Plaintiff's certification of his depressed financial condition cannot overcome the irregularities in his tax returns. Plaintiff stated gross cash receipts were conflicting with the amounts disclosed in his CIS and tax returns, as the following colloquy demonstrates:

THE COURT: How much do you gross each week?

[PLAINTIFF]: Six hundred, 700.

 

. . . .

 

THE COURT: [I]f he grosses 600, it's 31,200. If he grosses 700, it's 36,400.

 

. . . .

 

THE COURT: [T]hat reflect that it's [plaintiff's gross income] higher than the $27,000 that he reflected on his tax return.

 

. . . .

 

THE COURT: Mr. Penaranda, the tax return that you filed . . . says other income/miscellaneous, $7,5000. What was that?

 

[PLAINTIFF]: Cash.

 

THE COURT: [I]f you look at your case information statement, Page 4, Question 6, there's a question, "Do you receive cash or distributions not otherwise listed?" You said no.

 

. . . .

 

THE COURT: [D]o you earn cash that hasn't been listed -- reflected?

 

[PLAINTIFF]: Part of it, yes. Just part of it.

 

THE COURT: Is it all reflected on your tax returns?

 

[PLAINTIFF]: No.

 

Incomplete or inaccurate financial records submitted in support of a motion to modify alimony can be an appropriate basis for denying relief. In Stamberg v. Stamberg, 302 N.J. Super., 35 (App. Div. 1997), the movant "did not deny receipt of the IRA payments but he did not reveal the amount of those payments." Id. at 40. The judge concluded that movant had not demonstrated a prima facie case of changed circumstances because he "concededly had failed to provide a full statement of his current income from all sources." Id. at 41. The same circumstances apply with equal force here.

"[B]ecause of the Family Court's special jurisdiction and expertise in family matters, appellate courts should accord deference to Family Court factfinding." Crespo v. Crespo, 395 N.J. Super. 190, 193 (App. Div. 2007) (citing Cesare v. Cesare, 154 N.J. 394, 413 (1998)). "We grant substantial deference to a trial court's findings of fact and conclusions of law, which will only be disturbed if they are manifestly unsupported by or inconsistent with the competent, relevant and reasonably credible evidence." Crespo, supra, 395 N.J. Super. at 194 (internal citation and quotation omitted). We are satisfied that Judge Grispin's discretionary determination clearly was supported by the record, and we find no basis for our intervention.
━━━━━━━━
### Written instruction
Which court cases does the alimony opinion excerpt cite by name?

### Listed records
━━━━━━━━
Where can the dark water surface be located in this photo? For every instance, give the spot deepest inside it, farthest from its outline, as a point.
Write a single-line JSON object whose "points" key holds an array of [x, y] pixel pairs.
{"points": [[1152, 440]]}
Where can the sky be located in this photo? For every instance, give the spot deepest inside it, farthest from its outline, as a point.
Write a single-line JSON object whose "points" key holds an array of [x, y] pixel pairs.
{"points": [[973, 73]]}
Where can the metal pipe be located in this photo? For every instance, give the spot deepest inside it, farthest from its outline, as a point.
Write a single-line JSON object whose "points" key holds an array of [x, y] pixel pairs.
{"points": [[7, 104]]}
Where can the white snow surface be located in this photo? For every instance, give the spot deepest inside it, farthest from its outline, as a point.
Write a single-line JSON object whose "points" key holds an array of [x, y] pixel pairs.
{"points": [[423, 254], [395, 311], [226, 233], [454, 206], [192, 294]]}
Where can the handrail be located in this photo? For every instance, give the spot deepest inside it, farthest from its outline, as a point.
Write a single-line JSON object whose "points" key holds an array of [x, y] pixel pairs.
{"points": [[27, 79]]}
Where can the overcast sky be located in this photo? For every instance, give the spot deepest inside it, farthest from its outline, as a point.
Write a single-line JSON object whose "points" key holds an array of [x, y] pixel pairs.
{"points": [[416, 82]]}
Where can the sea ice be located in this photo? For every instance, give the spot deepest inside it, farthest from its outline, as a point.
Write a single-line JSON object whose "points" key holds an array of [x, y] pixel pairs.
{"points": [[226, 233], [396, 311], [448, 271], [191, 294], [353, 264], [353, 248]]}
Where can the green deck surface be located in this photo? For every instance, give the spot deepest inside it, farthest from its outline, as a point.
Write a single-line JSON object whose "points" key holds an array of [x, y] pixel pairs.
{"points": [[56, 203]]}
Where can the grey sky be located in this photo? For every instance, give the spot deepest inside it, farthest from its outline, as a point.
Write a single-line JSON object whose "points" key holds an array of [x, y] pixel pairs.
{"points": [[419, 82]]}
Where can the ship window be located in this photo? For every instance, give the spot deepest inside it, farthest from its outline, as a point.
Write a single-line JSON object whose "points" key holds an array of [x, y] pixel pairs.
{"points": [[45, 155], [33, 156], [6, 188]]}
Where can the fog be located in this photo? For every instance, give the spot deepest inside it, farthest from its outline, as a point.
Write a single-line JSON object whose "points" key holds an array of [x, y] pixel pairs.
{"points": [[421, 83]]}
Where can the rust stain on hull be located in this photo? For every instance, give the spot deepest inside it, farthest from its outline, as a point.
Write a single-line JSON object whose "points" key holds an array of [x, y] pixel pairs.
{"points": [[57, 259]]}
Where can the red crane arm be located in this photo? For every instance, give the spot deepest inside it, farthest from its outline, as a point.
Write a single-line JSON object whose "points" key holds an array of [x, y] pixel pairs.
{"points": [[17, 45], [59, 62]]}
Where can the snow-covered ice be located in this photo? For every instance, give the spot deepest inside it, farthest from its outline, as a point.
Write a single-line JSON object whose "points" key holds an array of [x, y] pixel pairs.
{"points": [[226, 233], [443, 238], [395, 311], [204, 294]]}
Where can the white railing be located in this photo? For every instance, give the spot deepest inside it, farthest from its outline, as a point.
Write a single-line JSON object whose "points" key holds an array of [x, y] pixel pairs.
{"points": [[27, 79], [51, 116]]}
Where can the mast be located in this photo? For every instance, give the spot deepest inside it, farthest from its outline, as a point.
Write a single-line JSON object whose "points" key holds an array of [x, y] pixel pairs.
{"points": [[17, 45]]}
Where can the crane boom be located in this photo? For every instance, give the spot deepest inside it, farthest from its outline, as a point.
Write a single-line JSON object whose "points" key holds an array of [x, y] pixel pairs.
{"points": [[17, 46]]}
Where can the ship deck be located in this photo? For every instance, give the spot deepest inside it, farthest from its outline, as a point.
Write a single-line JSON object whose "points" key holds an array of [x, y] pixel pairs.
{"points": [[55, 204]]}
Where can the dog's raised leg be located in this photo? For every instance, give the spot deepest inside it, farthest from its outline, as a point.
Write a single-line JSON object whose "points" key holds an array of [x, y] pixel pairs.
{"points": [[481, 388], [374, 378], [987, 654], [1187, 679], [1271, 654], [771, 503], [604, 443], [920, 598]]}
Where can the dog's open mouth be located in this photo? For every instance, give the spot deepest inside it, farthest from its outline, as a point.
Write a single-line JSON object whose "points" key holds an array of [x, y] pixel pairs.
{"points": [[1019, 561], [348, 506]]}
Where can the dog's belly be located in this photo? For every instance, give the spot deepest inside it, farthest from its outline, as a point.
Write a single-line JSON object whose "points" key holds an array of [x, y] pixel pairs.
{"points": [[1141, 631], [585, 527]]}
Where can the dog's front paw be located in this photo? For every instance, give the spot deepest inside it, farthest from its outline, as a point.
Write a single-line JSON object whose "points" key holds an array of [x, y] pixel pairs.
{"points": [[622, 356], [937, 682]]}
━━━━━━━━
### Complete answer
Stamberg v. Stamberg
Crespo v. Crespo
Cesare v. Cesare